*Texto fornecido:*
+===+

Explosão contracultural por definição, o meme é uma manifestação do discurso popular prototípica do século XXI. O paralelo com as inscrições gráficas, geralmente obscenas e sempre satíricas, que eram prática corrente nas cidades do Império Romano, é evidente. O meme é a arte de pôr o dedo na ferida. Destina-se a provocar, a ofender, a instigar. É contundente e hilariante, trágico-cómico testemunho da contemporânea guerra cultural que se trava na web.

 

 

Esta manifestação de humor e crítica social, carregada intensamente por fenómenos ideológicos e intenções subversivas, não pretende ser um objecto estético. É, regra geral e intencionalmente, inestético, caótico e de nível técnico amador, espécie de veiculo anti-publicitário, sem deixar de ser publicista. O meme sabe da sua natureza transitória, do seu consumo volátil, do seu propósito imediato. Mas, como sempre acontece com qualquer actividade humana, as excepções à regra da fealdade não deixam de abundar.

 

 

Apesar do seu anonimato radical, encontramos frequentemente trabalhos miméticos de qualidade plástica e conceptual surpreendentes e que fazem recurso a técnicas miméticas muito diversas, da colagem à ilustração, da manipulação da imagem fotográfica às tecnologias de rendering e modulação 3D. O meme é um instrumento libertário, que não reconhece cânones nem segue métodos nem persegue a função artística, mas quando de recursos técnicos ou criativos mais sofisticadas depende a sua eficácia, usa-os, às vezes com resultados estética e formalmente notáveis.

 

 

Iconoclasta e clandestino por natureza, o meme copia, replica, pirateia, vandaliza. Não respeita direitos de autor nem condicionalismos comerciais. Não é politicamente correcto nem quer salvar o planeta. Não é judicioso nem moralista nem pretende mudar o mundo. E sendo independente como uma árvore sem raízes, dá-se bem em rede. É interactivo, anseia por audiências mas não é comprometido com elas. É prolixo e influente, é viral e contagiante, mas por convicção individual e não por convergência de interesses colectivos. É puro livre arbítrio.

 

 

Talvez por isso, os poderes instituídos declararam guerra ao meme, com a União Europeia na vanguarda desse ataque censório. Mas os verificadores de factos na imprensa, que se entretêm, maliciosamente, a verificar a veracidade do humor na web, os políticos que processam criadores de memes, as polícias que prendem pessoas por publicarem memes e as redes sociais que os censuram e restringem a sua divulgação, fazem também parte desse exército que pretende silenciar a vox populis.

 

 

O meme é um dos poucos instrumentos de protesto e sátira popular que restam nas democracias ocidentais. E por isso deve ser protegido. Por isso deve ser elogiado.

+===+

*Dados:*

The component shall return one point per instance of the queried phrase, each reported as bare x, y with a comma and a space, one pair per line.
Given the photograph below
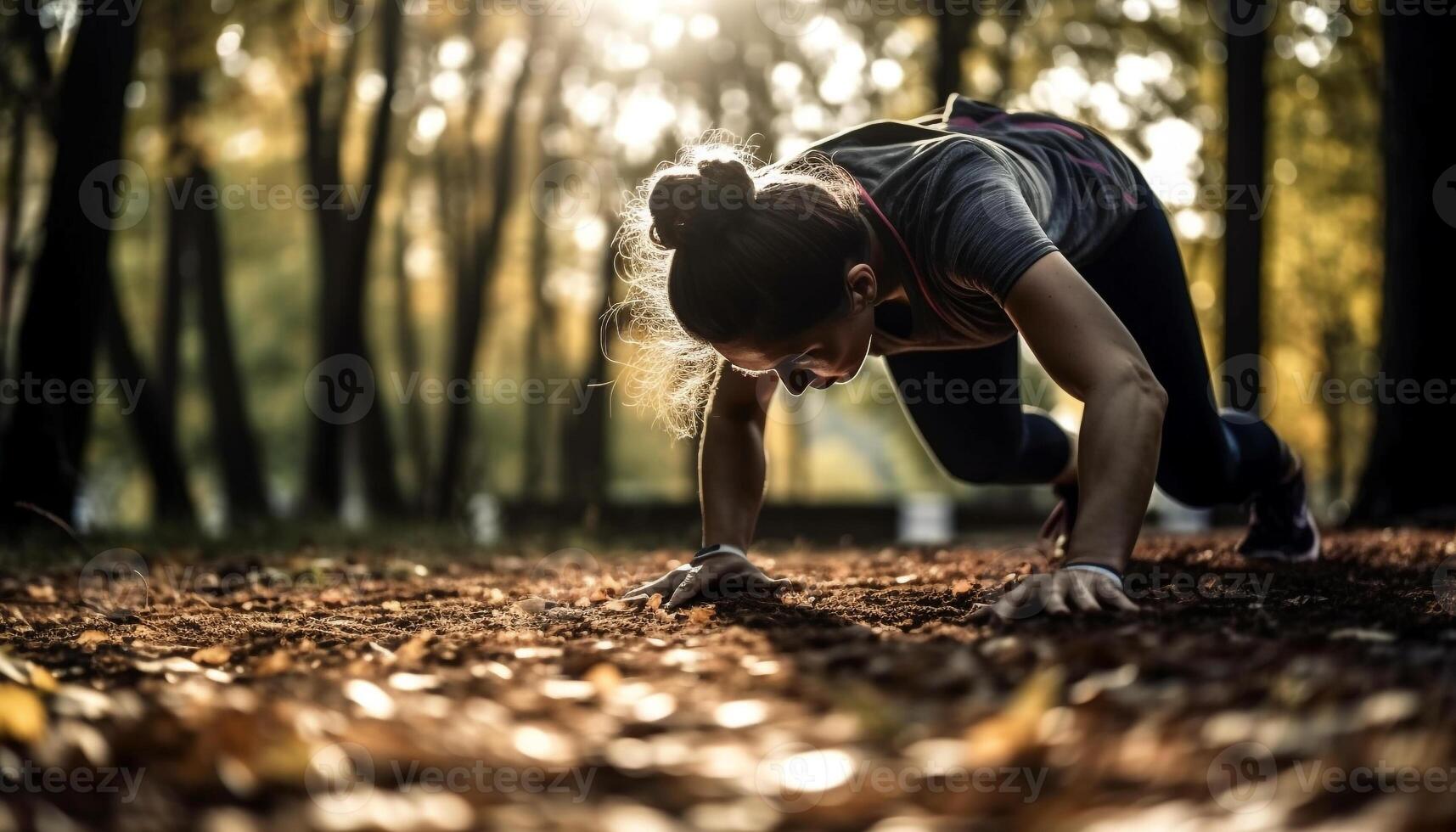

+===+

*Enunciado:* Cite, do texto sobre o meme, tudo o que vai de "Esta manifestação de" até "deixam de abundar.", sem alterar nada.

*Resposta:*
Esta manifestação de humor e crítica social, carregada intensamente por fenómenos ideológicos e intenções subversivas, não pretende ser um objecto estético. É, regra geral e intencionalmente, inestético, caótico e de nível técnico amador, espécie de veiculo anti-publicitário, sem deixar de ser publicista. O meme sabe da sua natureza transitória, do seu consumo volátil, do seu propósito imediato. Mas, como sempre acontece com qualquer actividade humana, as excepções à regra da fealdade não deixam de abundar.